### Exercise instructions
Repeat the data word for word. Do not include the pictures.
#####
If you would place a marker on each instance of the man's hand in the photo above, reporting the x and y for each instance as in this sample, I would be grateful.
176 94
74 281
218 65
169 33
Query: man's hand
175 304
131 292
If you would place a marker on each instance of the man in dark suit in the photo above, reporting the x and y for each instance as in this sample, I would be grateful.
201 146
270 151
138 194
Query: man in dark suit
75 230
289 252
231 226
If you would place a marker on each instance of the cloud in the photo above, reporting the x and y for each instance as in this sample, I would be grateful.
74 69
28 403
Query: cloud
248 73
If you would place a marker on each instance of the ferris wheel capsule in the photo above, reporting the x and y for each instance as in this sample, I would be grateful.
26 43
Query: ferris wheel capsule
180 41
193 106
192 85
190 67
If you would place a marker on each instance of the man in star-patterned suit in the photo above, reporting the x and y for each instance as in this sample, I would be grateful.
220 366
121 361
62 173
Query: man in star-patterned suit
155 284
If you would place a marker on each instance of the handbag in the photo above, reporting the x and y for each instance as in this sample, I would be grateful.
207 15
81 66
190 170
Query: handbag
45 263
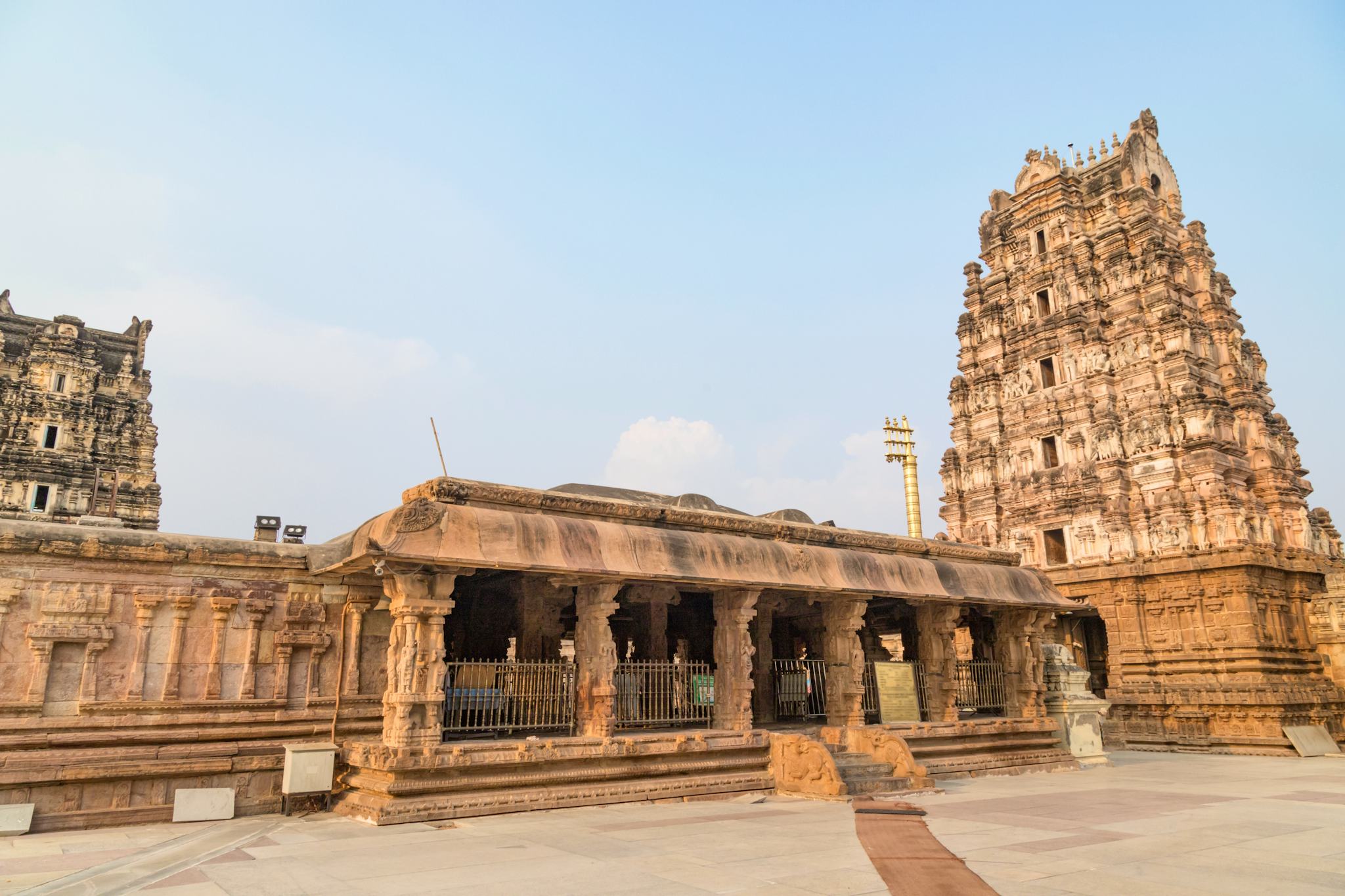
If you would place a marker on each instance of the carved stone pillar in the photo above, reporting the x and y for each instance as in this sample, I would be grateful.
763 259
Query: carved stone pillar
173 673
315 666
89 675
844 656
413 704
9 597
734 610
651 640
41 670
1019 649
146 606
595 654
935 628
357 608
540 618
256 610
283 656
763 671
221 609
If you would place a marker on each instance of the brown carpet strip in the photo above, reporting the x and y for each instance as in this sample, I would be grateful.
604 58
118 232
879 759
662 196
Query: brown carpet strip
908 857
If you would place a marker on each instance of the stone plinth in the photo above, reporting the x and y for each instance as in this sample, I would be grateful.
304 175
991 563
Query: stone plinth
466 779
1075 708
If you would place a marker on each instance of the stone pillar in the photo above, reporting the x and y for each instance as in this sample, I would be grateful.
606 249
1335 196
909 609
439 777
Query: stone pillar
256 610
651 640
844 654
763 671
9 597
89 675
357 608
315 666
182 606
540 618
221 609
1074 706
1019 648
284 654
413 704
595 654
144 625
734 610
935 628
41 670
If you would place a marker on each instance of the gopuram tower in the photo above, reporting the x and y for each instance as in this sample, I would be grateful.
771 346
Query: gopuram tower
1114 426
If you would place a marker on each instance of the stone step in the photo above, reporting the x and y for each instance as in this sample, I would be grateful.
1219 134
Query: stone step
876 785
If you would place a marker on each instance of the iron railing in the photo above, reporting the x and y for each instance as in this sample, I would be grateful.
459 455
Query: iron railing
651 694
801 688
981 685
505 696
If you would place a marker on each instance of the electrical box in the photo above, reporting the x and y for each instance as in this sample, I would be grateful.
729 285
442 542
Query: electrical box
310 769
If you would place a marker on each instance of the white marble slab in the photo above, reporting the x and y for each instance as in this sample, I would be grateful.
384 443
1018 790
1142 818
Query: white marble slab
1312 740
15 819
204 803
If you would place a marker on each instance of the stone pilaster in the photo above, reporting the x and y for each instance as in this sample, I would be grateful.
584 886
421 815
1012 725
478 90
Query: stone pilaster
763 672
283 657
1019 648
595 654
540 606
357 608
9 597
41 670
146 606
182 606
844 654
413 704
935 628
734 610
256 610
89 675
651 640
221 610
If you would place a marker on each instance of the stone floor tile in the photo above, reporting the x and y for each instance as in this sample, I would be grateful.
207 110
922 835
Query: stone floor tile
835 883
1317 842
182 879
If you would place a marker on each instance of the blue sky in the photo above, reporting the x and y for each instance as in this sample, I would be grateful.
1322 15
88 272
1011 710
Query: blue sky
689 246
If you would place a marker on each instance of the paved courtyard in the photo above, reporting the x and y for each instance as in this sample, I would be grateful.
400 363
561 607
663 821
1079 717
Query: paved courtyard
1153 824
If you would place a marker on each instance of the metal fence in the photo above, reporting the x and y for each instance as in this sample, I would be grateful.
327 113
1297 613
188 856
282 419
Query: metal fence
654 694
505 696
981 685
801 688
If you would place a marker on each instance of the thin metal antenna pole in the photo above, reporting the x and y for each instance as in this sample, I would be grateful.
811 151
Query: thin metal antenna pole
437 448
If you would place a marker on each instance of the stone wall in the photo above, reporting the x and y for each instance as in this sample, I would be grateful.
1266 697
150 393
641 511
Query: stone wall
135 662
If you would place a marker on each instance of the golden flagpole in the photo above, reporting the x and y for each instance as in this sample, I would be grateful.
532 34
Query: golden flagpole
902 448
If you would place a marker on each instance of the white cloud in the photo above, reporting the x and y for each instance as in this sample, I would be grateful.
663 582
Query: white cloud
676 456
671 456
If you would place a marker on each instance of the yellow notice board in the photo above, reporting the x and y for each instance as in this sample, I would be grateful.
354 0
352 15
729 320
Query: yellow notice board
898 698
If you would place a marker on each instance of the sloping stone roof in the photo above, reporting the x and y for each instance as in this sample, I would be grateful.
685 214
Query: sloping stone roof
463 523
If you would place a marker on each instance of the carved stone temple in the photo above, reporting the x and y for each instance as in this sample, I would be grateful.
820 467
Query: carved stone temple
485 648
1113 425
76 431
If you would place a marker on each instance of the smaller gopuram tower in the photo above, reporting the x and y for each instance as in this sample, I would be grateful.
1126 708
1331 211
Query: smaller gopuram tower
76 431
1113 425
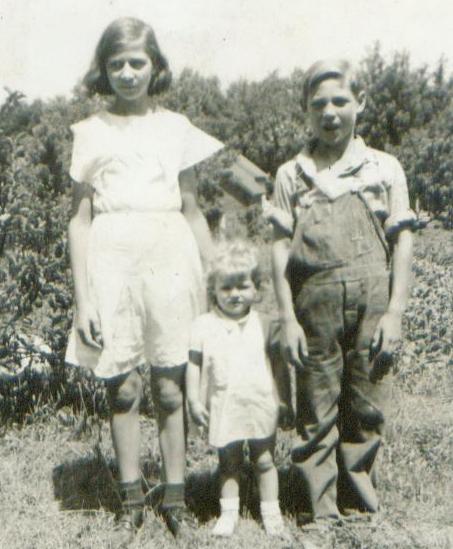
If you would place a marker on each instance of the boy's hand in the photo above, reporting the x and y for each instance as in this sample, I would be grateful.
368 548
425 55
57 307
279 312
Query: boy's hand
#####
### Correct response
If you would place a marker on each instance of the man's hand in the photo above, reporting the x and y for each instance as in this sample, I would be grateful.
176 94
74 281
218 65
169 33
Query: man's hand
175 304
131 292
If you would place a marker on each instance of the man in dark suit in the photo above, reporting the x and y for each instance as in this sample, I would be grateful.
201 146
270 151
138 194
Query: man in dark suit
75 230
289 252
231 226
If you would place a marker on each instance of the cloud in the photo above, reporting the x and y for each instance as in this sample, I would be grateful.
74 69
28 403
Query: cloud
248 73
If you would place a marker on each instance of the ferris wheel capsule in the photo above, reporting the x and y for each instance as in this sample, I would be grateful.
26 43
Query: ferris wheel capsule
180 41
193 106
192 85
190 67
If you would place a marker on each instance of the man in star-patterned suit in the photo above, reporting the x and y for each instance as in this sample, I would be grateful.
220 366
121 361
62 173
Query: man in star-patterned suit
155 284
If you would place a marker on each instance of the handbag in the photo above, reporting the x and y for each instance as in this sample, I would be grateful.
207 15
81 66
190 170
Query: handbag
45 263
If you would place a marker on each instance of the carved stone pillar in the photo above, reporting the x and y for each instance as in this sample, I would be grateful.
763 259
Query: carved stone pillar
173 673
315 666
89 675
844 656
413 704
9 597
734 610
651 640
41 670
1019 649
146 606
595 654
935 628
357 608
540 618
256 610
283 656
763 671
221 609
If you would place a marker on each instance of the brown carpet strip in the photo above, reporting the x and y for each instance as in this sample, I would be grateful.
604 58
118 232
879 759
662 196
Query: brown carpet strip
908 857
If you would place a marker on each instance of the stone plinth in the photo above, reporting the x and y for each instance as in this sample, I would be grateful.
304 175
991 563
Query: stone plinth
466 779
1075 708
If you would place a marker on each instance of the stone pillar in the photo above, reporting the x and y for each instance as in this sample, I would be grateful.
606 249
1335 196
909 609
439 777
Query: stone pillar
256 610
651 640
844 654
763 671
9 597
89 675
357 608
315 666
182 606
540 618
221 609
1074 706
1019 648
284 654
413 704
595 654
144 625
734 610
935 628
41 670
If you would place a marker on each instance of the gopuram tower in the photo above, reporting the x and y for each instance as in this sample, I would be grateful.
771 346
Query: gopuram tower
1114 426
If you would place a marker on each instance of the stone step in the photo above, reporting the x and y for each instance as in this sample, I would be grateful.
1219 134
Query: stone step
876 785
If you would place a marker on each instance of the iron railing in the photo above, reporting the x and y for each instance as in this sample, I would be grateful.
459 455
Query: iron railing
651 694
801 688
981 685
505 696
If you would place a marker on each instance of the electrical box in the photo above, reporting the x and y for each instance as in this sample, I would be grateful.
729 285
442 542
Query: electrical box
310 769
If you would place a marker on each instance of the white marble slab in the photo above, reporting the x and y for each instance as in this sample, I would be grateful.
384 443
1018 790
1142 818
Query: white marble slab
1312 740
15 819
204 803
If you would place a marker on each instance of the stone pilaster in the photo above, reporting the x and y for each instance as in this sample, I would be grateful.
584 886
421 815
1012 725
478 90
Query: stone pilaster
763 672
283 657
1019 648
595 654
540 606
357 608
9 597
41 670
146 606
182 606
844 654
413 704
935 628
734 610
256 610
89 675
651 640
221 610
If you would place a marker on each instance of the stone floor tile in the photo above, reporting the x and y for each instance as in this sample, I would be grateful.
207 110
922 835
Query: stone floor tile
835 883
1317 842
182 879
If you would place a marker on each instance of the blue sky in the photo above, reporting the x and y for each instance as in this sample, I would be grateful.
1322 15
88 272
1011 710
Query: blue sky
689 246
If you would place a marker on each instance of the paved courtyard in the photo above, reporting the x and y for each instance as in this sample, I would be grateful.
400 363
561 607
663 821
1079 717
Query: paved courtyard
1153 824
If you would place a marker on each instance of the metal fence in the photo above, reporting the x and y for each instance as in this sample, I would be grateful.
327 113
1297 613
188 856
282 419
Query: metal fence
654 694
505 696
981 685
801 688
If you would place a marker on each instance of the thin metal antenna pole in the photo above, reporting the x and y for each instance as in this sample, I would be grateful.
811 151
Query: thin metal antenna pole
437 448
If you would place a marker on each instance of the stone wall in the photo above, reporting the x and y for each instance as in this sample, I would be grateful.
1266 697
150 393
641 511
Query: stone wall
135 662
If you would place a marker on each instance of the golden flagpole in the photo above, reporting the x and y for each instance as in this sample, I would be grateful.
532 34
Query: golden flagpole
902 448
If you would place a marker on each instance of the white cloud in the photo above, reporting the x and y for each instance as in this sample, I would be grateful.
663 582
Query: white cloud
676 456
671 456
If you would place a marker on each instance of the yellow notice board in the photo above, reporting the x and y for each instance as in this sample, I would be grateful.
354 0
352 15
729 320
Query: yellow notice board
898 698
If you would place a marker on each instance of the sloping stone roof in the photo above, reporting the x and y for each instance as in this sample, I would be grateful.
685 214
Query: sloping stone roof
463 523
If you would place a marker on each instance of the carved stone temple in the photo above, reporting the x and y for each instance as in this sample, I would be grateful.
820 467
Query: carved stone temple
485 648
1113 425
76 431
If you would place a marker on each instance of the smaller gopuram tower in the photo above, reporting the x and y for each instance as in this sample, I would be grateful.
1126 708
1331 211
Query: smaller gopuram tower
76 431
1113 425
If you would place a marker on each instance of the boy's hand in the photo above, reporting the x and y for each instance as in this sample, I would be grateful.
368 548
425 55
57 307
279 312
Query: boy's hand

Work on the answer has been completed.